(Description of the task):
Reproduce the data below word for word, starting with its first line and going on through the line with "[(143, 68)]", both ends included. Leave the pictures out.

____________

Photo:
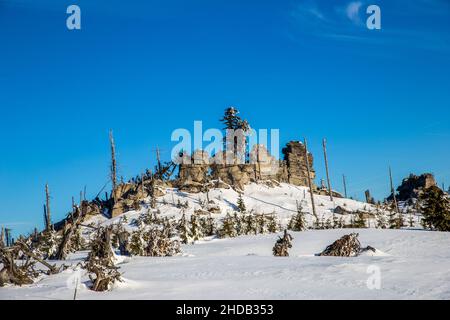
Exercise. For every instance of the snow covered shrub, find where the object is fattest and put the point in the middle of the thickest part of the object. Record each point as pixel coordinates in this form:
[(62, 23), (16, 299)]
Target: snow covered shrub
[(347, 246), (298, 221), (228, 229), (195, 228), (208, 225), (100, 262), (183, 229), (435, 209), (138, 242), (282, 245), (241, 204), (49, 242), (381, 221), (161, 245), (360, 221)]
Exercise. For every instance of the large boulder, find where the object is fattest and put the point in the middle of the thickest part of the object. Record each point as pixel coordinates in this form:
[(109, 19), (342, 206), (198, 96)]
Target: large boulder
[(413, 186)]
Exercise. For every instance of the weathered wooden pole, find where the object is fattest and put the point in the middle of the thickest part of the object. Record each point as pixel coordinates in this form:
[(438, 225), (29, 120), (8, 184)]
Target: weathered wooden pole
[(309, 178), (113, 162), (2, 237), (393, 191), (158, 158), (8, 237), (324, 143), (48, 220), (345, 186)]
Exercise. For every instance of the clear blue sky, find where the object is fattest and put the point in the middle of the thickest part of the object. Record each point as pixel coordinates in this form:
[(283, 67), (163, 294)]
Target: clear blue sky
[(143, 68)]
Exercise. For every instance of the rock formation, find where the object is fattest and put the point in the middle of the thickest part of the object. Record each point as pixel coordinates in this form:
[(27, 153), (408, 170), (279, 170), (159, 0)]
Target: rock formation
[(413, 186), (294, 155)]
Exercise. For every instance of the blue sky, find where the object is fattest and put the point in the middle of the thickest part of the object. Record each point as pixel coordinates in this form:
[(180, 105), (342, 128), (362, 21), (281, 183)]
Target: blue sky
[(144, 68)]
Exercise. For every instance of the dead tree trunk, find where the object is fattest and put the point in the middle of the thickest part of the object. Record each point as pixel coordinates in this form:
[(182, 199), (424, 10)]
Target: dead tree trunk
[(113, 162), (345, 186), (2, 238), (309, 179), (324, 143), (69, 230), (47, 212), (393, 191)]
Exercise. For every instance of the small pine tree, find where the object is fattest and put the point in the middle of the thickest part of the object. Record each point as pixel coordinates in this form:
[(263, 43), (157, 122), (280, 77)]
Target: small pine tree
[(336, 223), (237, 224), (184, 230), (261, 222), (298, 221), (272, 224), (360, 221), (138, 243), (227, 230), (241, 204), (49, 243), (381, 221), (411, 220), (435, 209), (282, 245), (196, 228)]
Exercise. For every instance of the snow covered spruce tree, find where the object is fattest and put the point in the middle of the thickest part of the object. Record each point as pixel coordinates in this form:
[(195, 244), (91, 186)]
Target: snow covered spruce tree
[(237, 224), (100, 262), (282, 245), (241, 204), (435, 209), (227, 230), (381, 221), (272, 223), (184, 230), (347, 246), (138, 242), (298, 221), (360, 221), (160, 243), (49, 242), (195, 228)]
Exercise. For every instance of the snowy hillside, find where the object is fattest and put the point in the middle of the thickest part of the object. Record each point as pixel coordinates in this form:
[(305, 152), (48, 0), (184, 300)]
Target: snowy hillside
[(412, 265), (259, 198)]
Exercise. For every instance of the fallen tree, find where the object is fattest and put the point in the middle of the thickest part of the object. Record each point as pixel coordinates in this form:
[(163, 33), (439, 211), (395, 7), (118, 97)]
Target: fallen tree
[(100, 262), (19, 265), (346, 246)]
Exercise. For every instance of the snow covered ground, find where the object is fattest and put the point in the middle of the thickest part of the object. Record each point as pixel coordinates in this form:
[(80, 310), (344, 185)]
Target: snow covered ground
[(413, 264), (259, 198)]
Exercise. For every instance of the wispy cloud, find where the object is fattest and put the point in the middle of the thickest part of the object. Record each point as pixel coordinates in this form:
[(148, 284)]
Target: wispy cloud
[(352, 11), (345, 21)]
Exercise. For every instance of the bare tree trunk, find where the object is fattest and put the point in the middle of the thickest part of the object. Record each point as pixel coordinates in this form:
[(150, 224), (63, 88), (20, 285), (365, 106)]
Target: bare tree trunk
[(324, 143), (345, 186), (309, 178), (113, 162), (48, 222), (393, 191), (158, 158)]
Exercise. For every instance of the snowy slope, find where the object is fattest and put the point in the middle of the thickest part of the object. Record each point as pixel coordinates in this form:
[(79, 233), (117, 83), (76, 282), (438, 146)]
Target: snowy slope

____________

(Reply):
Photo:
Exercise. For every instance of the snow covered shrub, find where the object is fattest and put the point in the middle of the thickest part of the object. Record each point as pixel coordinates in this form:
[(62, 23), (16, 299)]
Target: snow covered shrub
[(347, 246), (298, 221), (228, 229), (195, 228), (208, 225), (100, 262), (183, 229), (435, 209), (138, 242), (282, 245), (241, 204), (49, 242), (381, 221), (161, 245), (360, 221)]
Exercise. For every instance of the large boulder, find where the object is fattest and put the point in the middle of the thickest part of the object. Record each point as pixel coordinates in this form:
[(109, 19), (342, 206), (198, 96)]
Target: large boulder
[(413, 186)]
Exercise. For every instance of the weathered wooden pole, find where the object is fattest and put the point in the middle of the thickest part of the object. Record each point as pixel coordinates in this form:
[(438, 225), (29, 120), (8, 184)]
Target: weathered wooden pole
[(309, 178), (113, 162), (2, 237), (393, 191), (158, 158), (8, 237), (324, 143), (48, 220), (345, 186)]
Exercise. For every instance of the clear blue sky, find where the object is fattest and put the point in the middle of the thickest part of the object. Record each point as pixel coordinates in this form:
[(283, 67), (163, 294)]
Target: clear blue sky
[(143, 68)]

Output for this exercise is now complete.